Available data:
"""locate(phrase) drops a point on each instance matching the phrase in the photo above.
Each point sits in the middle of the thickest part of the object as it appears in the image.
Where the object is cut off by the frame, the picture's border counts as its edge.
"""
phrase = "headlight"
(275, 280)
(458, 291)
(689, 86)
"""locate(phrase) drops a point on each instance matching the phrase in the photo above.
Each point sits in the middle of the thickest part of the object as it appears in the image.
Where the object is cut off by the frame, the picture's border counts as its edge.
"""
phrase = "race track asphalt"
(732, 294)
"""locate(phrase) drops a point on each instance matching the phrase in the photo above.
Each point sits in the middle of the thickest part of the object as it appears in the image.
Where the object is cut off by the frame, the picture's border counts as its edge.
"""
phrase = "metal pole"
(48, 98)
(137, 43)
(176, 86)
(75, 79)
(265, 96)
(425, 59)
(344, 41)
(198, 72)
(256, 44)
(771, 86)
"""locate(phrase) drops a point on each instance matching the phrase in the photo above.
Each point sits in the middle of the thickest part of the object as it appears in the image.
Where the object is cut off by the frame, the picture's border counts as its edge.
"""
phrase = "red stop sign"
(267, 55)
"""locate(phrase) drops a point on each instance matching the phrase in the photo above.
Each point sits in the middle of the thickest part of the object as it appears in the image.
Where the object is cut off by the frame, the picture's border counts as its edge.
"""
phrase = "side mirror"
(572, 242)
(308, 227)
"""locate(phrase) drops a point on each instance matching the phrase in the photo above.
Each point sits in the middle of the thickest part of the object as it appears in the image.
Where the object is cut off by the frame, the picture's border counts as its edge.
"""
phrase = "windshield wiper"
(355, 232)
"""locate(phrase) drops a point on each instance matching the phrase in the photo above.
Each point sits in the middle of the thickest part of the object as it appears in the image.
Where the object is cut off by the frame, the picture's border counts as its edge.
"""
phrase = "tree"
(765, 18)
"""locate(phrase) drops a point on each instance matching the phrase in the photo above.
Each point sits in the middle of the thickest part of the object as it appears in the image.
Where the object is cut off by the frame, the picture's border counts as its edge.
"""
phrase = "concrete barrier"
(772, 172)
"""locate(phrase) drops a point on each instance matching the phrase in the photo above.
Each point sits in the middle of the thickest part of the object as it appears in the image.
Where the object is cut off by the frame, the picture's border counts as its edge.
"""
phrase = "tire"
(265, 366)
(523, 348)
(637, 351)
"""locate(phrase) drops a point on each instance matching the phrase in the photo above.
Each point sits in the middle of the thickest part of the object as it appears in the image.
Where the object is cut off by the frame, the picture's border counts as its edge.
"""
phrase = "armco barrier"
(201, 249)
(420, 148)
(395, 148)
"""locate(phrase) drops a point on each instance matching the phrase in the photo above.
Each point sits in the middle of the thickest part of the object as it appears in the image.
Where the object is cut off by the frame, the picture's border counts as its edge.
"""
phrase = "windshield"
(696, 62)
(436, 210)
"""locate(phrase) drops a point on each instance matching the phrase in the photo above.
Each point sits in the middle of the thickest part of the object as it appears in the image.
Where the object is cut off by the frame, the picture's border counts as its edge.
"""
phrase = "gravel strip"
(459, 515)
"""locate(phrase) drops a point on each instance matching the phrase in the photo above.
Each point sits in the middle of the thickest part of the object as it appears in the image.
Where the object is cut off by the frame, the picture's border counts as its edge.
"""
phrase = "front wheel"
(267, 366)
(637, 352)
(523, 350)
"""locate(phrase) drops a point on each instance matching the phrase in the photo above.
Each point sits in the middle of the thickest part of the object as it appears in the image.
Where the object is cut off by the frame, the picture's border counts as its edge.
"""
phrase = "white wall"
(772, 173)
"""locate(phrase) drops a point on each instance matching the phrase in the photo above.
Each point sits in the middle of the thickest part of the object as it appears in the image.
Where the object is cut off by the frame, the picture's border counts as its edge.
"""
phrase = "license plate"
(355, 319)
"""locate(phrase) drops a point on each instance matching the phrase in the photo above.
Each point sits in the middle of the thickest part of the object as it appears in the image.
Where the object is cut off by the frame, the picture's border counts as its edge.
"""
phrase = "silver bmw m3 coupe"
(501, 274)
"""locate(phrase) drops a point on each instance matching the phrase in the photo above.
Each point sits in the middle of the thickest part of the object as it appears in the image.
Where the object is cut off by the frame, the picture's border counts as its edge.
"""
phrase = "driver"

Goal of the exercise: Copy out all the entries exactly once more.

Response area:
"""locate(phrase) drops a point on each instance matching the phrase in the photo above.
Each point sits in the middle of the thickest part of the object as it appears in the image.
Where the object is cut off by the frame, the picture's border counts as its edge.
"""
phrase = "headlight"
(275, 280)
(458, 291)
(689, 86)
"""locate(phrase) drops a point on each instance matching the phrase in the photo above.
Each point sits in the middle of the thickest part of the object as it appears in the image.
Where the object is cut off by the frame, the picture's border counts as its edge.
"""
phrase = "race track asphalt"
(732, 294)
"""locate(phrase) drops a point on each instance matching the phrase in the photo above.
Each point sits in the middle of the thickest part of the object as it appears in the image.
Where the object is cut off by the frame, the picture's border counts as its edge.
"""
phrase = "metal pole"
(48, 98)
(137, 43)
(176, 86)
(75, 79)
(265, 96)
(425, 59)
(344, 41)
(198, 72)
(256, 44)
(771, 86)
"""locate(phrase) drops a point on each instance matching the phrase in the photo above.
Each point sits in the middle of the thickest part of the object as it appears in the image.
Where the object is cut off by the frame, the picture's border counts as its edge.
"""
phrase = "red stop sign"
(267, 55)
"""locate(phrase) drops a point on each instance matching the phrase in the photo above.
Each point sits in the middle of the thickest part of the object as it appears in the image.
Where the object is cut off by the frame, the picture's border counts as its edge.
"""
phrase = "side mirror"
(572, 242)
(308, 227)
"""locate(phrase) drops a point on each instance matching the phrase in the photo above.
Each point sits in the middle of the thickest part of the object as it appears in the image.
Where the object is cut off by the frame, the picture's border counts as its edge.
"""
phrase = "windshield wiper"
(355, 232)
"""locate(phrase) drops a point on each instance matching the phrase in the photo above.
Each point sits in the middle of the thickest part of the object as it appears in the image.
Where the object is cut off by the frame, the picture's border counts as its edge.
"""
phrase = "tree"
(765, 18)
"""locate(phrase) drops a point on each instance matching the phrase in the photo above.
Each point sits in the middle of the thickest part of the object as it appears in the image.
Where the object is cut off by the frame, the picture's border counts as its edge.
"""
phrase = "concrete barrier"
(772, 172)
"""locate(phrase) drops a point on each instance matching the phrase in the photo above.
Each point sits in the middle of the thickest part of the object as it appears in the image.
Where the object is cut off by the frame, the picture's border counts as its edge.
"""
phrase = "tire"
(265, 366)
(523, 348)
(637, 351)
"""locate(phrase) drops a point on each instance matching the phrase in the photo above.
Each point sits in the middle of the thickest part of the object as it appears in the image.
Where the object is cut off by the frame, the picture's border counts as its edge.
"""
phrase = "armco barrier"
(201, 249)
(420, 148)
(395, 148)
"""locate(phrase) drops a point on each instance matching the phrase in the photo above.
Each point sits in the middle of the thickest part of the object as it appears in the image.
Where the object is cut off by the frame, the picture's border counts as its edge.
"""
phrase = "windshield"
(696, 62)
(436, 210)
"""locate(phrase) drops a point on each instance matching the phrase in the photo above.
Each point sits in the middle of the thickest part of the object as it appears in the image.
Where the object is cut off by the frame, the picture's border counts as its edge.
"""
phrase = "gravel strip"
(459, 515)
"""locate(phrase) drops a point on each instance matching the phrase in the photo above.
Each point sits in the middle of the thickest part of the object as it appears in the image.
Where the object is cut off by the frame, the picture's border counts as its edge.
"""
phrase = "front wheel"
(267, 366)
(637, 352)
(523, 350)
"""locate(phrase) drops a point on each instance matching the phrase in the photo above.
Each point sits in the middle of the thickest part of the object as it appears in the image.
Where the object is cut off by the frame, the picture's border counts as its edge.
"""
phrase = "white wall"
(772, 173)
"""locate(phrase) drops a point on each instance matching the phrase in the photo above.
Each point sits in the middle of the thickest part of the object as it appears in the image.
Where the object is cut off by the frame, the picture's border counts as its edge.
"""
phrase = "license plate"
(355, 319)
"""locate(phrase) drops a point on each instance matching the phrase in the photo above.
Each point sits in the middle of the thickest part of the object as it appears in the image.
Where the object is cut off by the frame, the picture's border counts as its edge.
"""
phrase = "silver bmw m3 coupe"
(501, 274)
"""locate(phrase) drops a point on each instance matching the phrase in the photo above.
Each point sits in the middle of the thickest part of the object as it appears in the image.
Where the object is cut off by the frame, the picture's border counts as its edge.
"""
phrase = "driver"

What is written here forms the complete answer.